• _Problem description_
In the text on documenta and art school, why did Lucio Fontana's works stay on view when others were taken down? Answer in one to three sentences.

• _Text_
━━━━━━━━━━
This was 1959. Before I headed to Frankfurt, I visited the second documenta in Kassel. Good illustrations were a rarity even in art magazines back then, but I had tried to inform myself, and knew some names: Barnett Newman, Mark Rothko, Clyfford Still. In Fulda, there was a large American barracks. An older artist friend of mine worked there as an art instructor and sometimes brought me art magazines from the US. I would convert the sizes from inches to centimetres and could not believe the scale. In Kassel, I was finally able to encounter these enormous pictures by Jackson Pollock and WOLS, whom I revered.
I shall never forget the attic in the Fridericianum. It was the height of summer and the rooms were small. It was like a sauna. There were three, rather modest-sized, works. An artist had slashed the paintings with a knife. I was utterly stunned. At the time, I could only just grasp Newman. If you imagined that the thin, vertical line continued, then you could create a picture in your head. This suited my idea that the viewer participates in the creation of the image. But now I stood before these much smaller images, overwhelmed and fascinated. I was convinced: this is where we are headed, this is what the best young artists are doing today. I went to the wall and there it was: Lucio Fontana, born in 1899. I was floored. He was 60. When I returned to documenta two weeks later, several works of art had been taken down because of public complaints, including the Rauschenbergs. I found Fontana much more radical, but visitors hadn’t made it up to the eaves, presumably. That’s why his works were allowed to stay.
After this, the Städelschule was a tremendous disappointment. I came from this radical experience at documenta and was now expected to do colour theory. I soon started doing experiments with materials alongside my coursework. I glued a variety of materials together and expected viewers to respond. The professors caught wind and were furious: before I concern myself with such experiments, I ought to study first! I told my professor, Ferdinand Lammeyer: ‘Professor, these are my studies.’ He was a tall, imposing man who always wore a white coat. He drew on his cigar and slowly blew smoke into my face. Then, in 1961, the entire college of professors sent me a letter saying that I was forcibly expelled. My painting was apparently ‘more of a paint clot than a painting’, and I made works ‘without any form’. This was actually a pretty good description of my work.
After being expelled from Frankfurt, I ordered brochures from all the German art academies and read that K. O. Götz was teaching at the Kunstakademie Düsseldorf. During the interview I showed Götz my material experiments – empty surfaces, where the material speaks for itself. He was so liberal as to reply: ‘Mr. Walther, I do not understand at all what you are doing. But you are a serious young man. Go ahead.’ It wasn’t the professors who I had difficulties with in Düsseldorf, but rather my artist friends. The classes were rather small in those days. There were five of us: Manfred Kuttner, Sigmar Polke, Chris Reinecke, Gerhard Richter and I; Konrad Fischer, who at the time was still a painter, was in the next room. They all felt provoked by my paper works. Admittedly, it never came to a serious dispute, but there was always that classic Rhineland mockery.
━━━━━━━━━━
• _Entries_
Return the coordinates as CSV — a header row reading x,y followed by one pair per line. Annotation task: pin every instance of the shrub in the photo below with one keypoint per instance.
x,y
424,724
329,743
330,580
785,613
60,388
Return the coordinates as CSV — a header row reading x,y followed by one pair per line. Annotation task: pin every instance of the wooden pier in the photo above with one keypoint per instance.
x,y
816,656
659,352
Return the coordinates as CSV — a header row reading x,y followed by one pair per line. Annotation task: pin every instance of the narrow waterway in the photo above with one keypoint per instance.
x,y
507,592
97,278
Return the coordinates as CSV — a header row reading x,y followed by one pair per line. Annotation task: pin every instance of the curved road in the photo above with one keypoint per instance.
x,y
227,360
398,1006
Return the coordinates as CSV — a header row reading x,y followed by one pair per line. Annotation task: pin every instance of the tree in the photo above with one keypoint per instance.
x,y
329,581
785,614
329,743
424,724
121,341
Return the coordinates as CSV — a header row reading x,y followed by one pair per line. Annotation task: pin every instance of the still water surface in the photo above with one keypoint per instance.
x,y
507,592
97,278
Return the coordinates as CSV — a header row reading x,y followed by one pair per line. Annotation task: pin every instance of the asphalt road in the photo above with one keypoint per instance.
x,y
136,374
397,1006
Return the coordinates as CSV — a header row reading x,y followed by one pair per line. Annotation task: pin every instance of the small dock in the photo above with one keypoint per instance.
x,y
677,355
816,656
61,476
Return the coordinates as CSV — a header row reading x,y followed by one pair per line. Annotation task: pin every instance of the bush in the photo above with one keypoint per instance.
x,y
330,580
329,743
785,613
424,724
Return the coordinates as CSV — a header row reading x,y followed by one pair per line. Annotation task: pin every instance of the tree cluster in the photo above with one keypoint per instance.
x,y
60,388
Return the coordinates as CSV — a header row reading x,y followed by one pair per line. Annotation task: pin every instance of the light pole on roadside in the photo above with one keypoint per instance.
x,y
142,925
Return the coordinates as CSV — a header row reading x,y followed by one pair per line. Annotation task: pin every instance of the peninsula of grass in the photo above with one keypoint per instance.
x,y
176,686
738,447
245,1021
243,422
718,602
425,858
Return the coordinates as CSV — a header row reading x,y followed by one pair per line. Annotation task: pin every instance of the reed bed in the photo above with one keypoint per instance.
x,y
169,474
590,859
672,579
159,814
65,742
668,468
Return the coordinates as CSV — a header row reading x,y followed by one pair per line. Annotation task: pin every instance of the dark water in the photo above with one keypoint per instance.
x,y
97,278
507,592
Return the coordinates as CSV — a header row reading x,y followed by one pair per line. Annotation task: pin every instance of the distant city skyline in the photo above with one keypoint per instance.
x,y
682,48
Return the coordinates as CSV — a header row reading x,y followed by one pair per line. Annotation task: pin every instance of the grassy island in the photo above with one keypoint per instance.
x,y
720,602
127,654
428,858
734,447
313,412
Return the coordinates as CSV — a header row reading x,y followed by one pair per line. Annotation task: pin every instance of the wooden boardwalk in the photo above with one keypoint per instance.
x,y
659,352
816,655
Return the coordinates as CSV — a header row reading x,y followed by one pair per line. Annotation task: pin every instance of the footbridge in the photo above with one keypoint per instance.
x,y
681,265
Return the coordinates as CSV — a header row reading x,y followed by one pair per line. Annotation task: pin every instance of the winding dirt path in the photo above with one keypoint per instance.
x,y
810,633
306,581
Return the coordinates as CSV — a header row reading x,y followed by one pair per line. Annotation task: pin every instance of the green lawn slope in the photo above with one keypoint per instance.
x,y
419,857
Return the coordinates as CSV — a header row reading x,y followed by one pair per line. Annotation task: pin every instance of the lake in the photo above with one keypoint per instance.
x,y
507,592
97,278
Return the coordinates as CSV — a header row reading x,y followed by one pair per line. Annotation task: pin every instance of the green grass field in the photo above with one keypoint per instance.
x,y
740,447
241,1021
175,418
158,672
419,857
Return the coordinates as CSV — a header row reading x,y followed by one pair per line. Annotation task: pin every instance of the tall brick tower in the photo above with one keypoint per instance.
━━━━━━━━━━
• _Finished answer_
Several works, including the Rauschenbergs, were removed because of public complaints. Fontana's works hung in the attic of the Fridericianum, and the author presumes visitors hadn't made it up to the eaves, which is why his works were allowed to stay.